### 提示テキスト
>>>
A.E.カーン『死のゲーム 戦争政策が子供たちに与える影響』抜粋(1955.2.15)

 ということで、今日は手塚治虫が言及している(悪書追放運動に関する手塚治虫の1969年における回想(『ぼくはマンガ家』から))、

“悪書追放”は、主に青年向きの三流雑誌が対象だったが、やがて矛先が子供漫画に向けられてきた。それがどうも、さっぱり要領を得ないつるし上げであった。たまたま、アメリカのジャーナリスト、A・E・カーン氏が「死のゲーム」という本を出し、日本にも紹介された。それによると、
「漫画の影響は冷たい戦争の必要によく合致している。なぜならば、何百万というアメリカの子供たちを、暴力・蛮行・突然死という概念に慣らしているからである」
 と言うのだが、それは、たしかに同意できるとしても、PTAや教育者の子供漫画のいびり方は、まるで重箱の隅をせせるようなやり方であった。

 このA.E.カーン『死のゲーム 戦争政策が子供たちに与える影響』の話をします。
 しかし、この本が1955年当時の「悪書追放運動」にどのような影響を与えたかは、皆目わかりません
 なぜなら、A.E.カーン『死のゲーム 戦争政策が子供たちに与える影響』に関する話をしているのは、今まで読んだテキストの中では手塚治虫のテキストだけなんです
 邦訳が刊行されたのは、奥付によると1955年2月15日、多分2月のはじめぐらいなんで、ここまで無視されるのがおかしいぐらいのテキストなんですけどね。
 ちなみに、原文は英語だったら全文読めます
Shunpiking History WAR ON THE MIND ALBERT E KAHN, The Game of Death.
 内容そのものは、副題が示している通り、米ソ冷戦時代の子供に関する興味深いテキストで、別に漫画・悪書のことに限定したものではないんですが、手塚治虫が紹介しているテキストがあるっぽい第5章を紹介しておきます。
 英文テキストはこちら。
Shunpiking History V. NIAGARA OF HORROR ALBERT E KAHN, The Game of Death.
 アメリカのほうでも同時期に同じような悪書追放運動がありましたが、まあそれは「ワーサム(フレデリック・ワーサム)」とかで検索してみてください。
 ということで、
The Game of Death: Effects of the Cold War on Our Children (1953)
A.E.カーン『死のゲーム 戦争政策が子供たちに与える影響』1955.2.15 小宮一郎・訳 理論社 p103-128

第五章 恐怖のナイヤガラ
 
われわれの文化においては、子供を堕落させることが一つの企業になっている。
ガーソン・レグマン「子供に与えるな」より
 
一 殺せ、殺せ、殺せ!
<<<
### 対象データ
>>>
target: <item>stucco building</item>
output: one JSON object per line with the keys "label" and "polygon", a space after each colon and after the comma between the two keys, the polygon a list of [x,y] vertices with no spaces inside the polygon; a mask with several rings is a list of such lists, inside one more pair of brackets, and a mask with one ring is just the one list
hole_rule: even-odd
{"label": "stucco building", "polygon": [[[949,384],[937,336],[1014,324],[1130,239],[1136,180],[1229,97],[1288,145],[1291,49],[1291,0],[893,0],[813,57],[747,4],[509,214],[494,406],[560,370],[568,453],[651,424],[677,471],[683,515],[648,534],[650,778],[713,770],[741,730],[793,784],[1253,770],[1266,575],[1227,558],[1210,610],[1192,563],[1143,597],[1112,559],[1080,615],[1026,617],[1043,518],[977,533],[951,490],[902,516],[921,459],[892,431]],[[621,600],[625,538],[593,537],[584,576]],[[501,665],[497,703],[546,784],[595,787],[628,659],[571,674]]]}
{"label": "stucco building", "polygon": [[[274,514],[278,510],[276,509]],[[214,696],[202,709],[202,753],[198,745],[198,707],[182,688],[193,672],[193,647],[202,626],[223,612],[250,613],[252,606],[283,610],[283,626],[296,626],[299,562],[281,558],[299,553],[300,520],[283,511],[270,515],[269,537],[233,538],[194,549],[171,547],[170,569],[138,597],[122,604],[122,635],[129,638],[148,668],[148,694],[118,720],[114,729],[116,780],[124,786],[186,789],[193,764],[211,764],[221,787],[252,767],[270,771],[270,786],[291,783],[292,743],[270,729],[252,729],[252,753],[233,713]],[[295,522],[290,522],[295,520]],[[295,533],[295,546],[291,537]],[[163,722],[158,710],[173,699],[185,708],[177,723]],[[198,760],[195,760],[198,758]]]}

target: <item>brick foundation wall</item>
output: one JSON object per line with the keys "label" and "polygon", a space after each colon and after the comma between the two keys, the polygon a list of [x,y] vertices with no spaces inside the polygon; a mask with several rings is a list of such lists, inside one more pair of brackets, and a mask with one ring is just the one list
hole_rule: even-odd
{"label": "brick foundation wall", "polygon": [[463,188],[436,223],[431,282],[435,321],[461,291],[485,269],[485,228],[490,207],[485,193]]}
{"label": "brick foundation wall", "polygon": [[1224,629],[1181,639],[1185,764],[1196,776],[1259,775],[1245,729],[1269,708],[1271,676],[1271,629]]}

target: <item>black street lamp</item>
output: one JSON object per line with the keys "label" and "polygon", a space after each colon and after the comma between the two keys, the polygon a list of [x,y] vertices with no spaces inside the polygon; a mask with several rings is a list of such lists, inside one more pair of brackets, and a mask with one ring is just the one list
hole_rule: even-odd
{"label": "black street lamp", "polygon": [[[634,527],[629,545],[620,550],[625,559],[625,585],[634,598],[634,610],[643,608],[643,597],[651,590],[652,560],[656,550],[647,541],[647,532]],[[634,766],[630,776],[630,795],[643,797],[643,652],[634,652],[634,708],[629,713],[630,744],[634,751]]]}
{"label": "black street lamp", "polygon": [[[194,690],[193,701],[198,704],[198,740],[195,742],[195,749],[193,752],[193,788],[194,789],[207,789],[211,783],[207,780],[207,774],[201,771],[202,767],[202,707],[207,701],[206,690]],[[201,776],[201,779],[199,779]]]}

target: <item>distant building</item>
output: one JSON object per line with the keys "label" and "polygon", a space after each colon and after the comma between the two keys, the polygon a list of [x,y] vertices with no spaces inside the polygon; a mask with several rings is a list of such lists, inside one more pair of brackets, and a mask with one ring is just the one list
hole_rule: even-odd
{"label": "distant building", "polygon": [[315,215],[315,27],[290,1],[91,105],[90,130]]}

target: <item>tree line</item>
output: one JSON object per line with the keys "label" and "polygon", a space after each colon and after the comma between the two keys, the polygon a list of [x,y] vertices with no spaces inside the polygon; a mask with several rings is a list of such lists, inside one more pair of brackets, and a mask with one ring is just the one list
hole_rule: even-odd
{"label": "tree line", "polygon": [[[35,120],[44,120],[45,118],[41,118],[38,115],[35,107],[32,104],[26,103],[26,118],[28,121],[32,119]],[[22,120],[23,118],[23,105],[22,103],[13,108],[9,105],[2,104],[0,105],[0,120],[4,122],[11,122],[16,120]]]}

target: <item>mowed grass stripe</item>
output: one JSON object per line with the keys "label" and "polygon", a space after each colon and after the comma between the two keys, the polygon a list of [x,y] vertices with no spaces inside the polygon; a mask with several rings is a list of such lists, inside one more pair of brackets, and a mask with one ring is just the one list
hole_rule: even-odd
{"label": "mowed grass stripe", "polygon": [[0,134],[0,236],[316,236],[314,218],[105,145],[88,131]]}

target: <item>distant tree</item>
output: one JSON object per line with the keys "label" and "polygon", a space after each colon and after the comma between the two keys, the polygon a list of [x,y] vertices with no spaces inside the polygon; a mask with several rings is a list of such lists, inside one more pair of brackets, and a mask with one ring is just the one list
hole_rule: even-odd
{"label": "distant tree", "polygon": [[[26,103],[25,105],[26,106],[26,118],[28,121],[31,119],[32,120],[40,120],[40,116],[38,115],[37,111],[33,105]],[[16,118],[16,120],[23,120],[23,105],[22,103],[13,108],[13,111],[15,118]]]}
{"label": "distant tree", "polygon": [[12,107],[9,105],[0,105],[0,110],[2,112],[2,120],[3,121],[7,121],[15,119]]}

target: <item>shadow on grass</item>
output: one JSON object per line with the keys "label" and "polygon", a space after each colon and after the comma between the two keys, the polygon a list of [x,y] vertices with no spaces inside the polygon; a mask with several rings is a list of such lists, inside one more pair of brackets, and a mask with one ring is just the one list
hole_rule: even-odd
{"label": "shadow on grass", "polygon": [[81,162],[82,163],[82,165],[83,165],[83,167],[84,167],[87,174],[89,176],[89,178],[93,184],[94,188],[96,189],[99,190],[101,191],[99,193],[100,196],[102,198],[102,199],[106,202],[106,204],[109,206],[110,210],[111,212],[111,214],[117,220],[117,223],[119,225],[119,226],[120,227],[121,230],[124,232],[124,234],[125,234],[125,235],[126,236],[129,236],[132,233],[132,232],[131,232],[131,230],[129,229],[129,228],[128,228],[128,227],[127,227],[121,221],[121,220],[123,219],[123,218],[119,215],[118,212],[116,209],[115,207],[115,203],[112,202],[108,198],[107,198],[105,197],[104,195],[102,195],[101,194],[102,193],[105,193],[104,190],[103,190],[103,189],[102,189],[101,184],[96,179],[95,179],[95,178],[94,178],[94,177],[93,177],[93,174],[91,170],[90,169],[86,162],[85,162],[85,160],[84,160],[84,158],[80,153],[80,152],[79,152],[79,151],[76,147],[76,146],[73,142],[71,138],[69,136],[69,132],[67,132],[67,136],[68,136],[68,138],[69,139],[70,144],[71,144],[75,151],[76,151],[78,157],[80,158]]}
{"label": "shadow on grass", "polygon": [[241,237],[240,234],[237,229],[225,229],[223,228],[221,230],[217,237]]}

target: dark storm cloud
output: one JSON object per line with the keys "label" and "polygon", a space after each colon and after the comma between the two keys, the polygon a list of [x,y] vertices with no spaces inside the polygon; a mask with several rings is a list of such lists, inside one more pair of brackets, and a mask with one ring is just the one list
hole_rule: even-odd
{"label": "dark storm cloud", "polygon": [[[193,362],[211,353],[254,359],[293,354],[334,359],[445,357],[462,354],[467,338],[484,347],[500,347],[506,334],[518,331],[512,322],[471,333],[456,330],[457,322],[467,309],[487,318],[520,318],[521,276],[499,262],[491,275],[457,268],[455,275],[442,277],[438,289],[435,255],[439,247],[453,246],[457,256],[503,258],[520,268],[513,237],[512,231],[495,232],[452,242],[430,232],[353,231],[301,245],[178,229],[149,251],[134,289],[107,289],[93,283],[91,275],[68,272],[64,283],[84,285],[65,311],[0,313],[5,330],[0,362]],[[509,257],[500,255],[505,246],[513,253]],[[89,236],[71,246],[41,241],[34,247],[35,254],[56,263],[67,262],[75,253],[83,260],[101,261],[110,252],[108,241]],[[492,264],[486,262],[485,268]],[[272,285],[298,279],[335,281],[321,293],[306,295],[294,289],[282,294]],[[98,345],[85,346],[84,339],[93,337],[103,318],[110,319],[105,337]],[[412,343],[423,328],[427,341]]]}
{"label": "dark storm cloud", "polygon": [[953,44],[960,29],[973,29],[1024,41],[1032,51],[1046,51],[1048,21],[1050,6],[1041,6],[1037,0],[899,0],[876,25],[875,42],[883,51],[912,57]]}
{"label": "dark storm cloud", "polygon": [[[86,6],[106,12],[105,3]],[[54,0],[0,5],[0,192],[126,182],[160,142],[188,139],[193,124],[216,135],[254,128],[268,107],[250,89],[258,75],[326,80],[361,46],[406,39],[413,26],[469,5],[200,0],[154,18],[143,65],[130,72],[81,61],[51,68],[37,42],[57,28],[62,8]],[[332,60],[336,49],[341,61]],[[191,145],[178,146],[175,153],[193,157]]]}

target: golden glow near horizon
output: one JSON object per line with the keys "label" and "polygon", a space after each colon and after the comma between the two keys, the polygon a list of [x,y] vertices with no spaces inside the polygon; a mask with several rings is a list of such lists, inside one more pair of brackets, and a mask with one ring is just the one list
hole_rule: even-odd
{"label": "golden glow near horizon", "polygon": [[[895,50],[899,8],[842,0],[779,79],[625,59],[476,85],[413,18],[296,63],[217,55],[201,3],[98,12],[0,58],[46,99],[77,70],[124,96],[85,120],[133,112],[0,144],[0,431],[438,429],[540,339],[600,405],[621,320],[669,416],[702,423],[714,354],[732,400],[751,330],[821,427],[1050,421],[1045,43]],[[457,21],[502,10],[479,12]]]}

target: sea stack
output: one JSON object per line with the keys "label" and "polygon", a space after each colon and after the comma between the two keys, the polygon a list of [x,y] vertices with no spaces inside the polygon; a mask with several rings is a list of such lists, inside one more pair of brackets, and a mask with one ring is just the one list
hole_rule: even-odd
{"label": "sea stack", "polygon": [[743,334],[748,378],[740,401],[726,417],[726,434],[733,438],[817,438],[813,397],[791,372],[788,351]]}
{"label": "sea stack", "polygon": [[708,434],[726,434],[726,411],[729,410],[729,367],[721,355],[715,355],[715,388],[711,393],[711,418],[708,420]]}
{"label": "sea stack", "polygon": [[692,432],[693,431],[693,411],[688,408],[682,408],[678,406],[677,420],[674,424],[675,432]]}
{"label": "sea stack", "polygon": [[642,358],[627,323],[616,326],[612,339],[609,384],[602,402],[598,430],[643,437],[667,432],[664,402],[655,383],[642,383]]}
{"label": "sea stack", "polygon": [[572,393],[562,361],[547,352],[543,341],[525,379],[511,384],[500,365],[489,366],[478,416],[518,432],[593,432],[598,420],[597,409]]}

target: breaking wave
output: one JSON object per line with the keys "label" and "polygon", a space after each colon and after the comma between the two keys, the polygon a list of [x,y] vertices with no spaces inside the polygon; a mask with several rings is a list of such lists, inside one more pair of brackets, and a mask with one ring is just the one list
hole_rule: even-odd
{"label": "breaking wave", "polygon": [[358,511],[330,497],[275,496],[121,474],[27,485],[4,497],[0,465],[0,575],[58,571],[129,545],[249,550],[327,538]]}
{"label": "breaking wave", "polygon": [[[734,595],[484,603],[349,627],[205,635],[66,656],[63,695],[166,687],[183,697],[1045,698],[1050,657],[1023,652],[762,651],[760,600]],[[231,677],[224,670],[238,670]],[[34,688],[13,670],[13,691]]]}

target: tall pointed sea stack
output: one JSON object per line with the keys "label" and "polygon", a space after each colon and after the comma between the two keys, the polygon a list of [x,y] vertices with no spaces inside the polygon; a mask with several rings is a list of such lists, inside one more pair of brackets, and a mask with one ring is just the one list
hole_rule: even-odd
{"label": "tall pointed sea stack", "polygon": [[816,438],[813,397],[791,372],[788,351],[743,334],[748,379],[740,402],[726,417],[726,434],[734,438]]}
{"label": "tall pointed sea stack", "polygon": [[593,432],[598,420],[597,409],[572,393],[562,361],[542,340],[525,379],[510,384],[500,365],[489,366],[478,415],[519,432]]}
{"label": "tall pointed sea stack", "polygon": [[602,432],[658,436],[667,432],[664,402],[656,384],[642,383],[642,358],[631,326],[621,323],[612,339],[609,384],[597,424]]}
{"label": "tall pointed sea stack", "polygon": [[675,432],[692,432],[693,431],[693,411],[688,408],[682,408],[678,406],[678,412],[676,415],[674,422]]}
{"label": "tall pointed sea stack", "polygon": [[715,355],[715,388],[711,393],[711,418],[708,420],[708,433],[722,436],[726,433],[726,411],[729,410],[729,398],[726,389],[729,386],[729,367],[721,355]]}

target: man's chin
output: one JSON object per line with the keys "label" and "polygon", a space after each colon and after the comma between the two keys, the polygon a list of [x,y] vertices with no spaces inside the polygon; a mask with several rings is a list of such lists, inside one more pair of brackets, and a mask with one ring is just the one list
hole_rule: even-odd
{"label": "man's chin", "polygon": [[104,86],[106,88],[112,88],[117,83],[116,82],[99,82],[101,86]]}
<<<
### 課題要件
1 > 『死のゲーム』の紹介文では、邦訳の訳者は誰とされているか。
2 > 『死のゲーム』の紹介文のうち、「内容そのものは、副題が示して」から「HORROR ALBERT E KAHN, The Game of Death.」までをそのまま書き写せ。

### 解答欄
1 > 小宮一郎

2 >
内容そのものは、副題が示している通り、米ソ冷戦時代の子供に関する興味深いテキストで、別に漫画・悪書のことに限定したものではないんですが、手塚治虫が紹介しているテキストがあるっぽい第5章を紹介しておきます。
 英文テキストはこちら。
Shunpiking History V. NIAGARA OF HORROR ALBERT E KAHN, The Game of Death.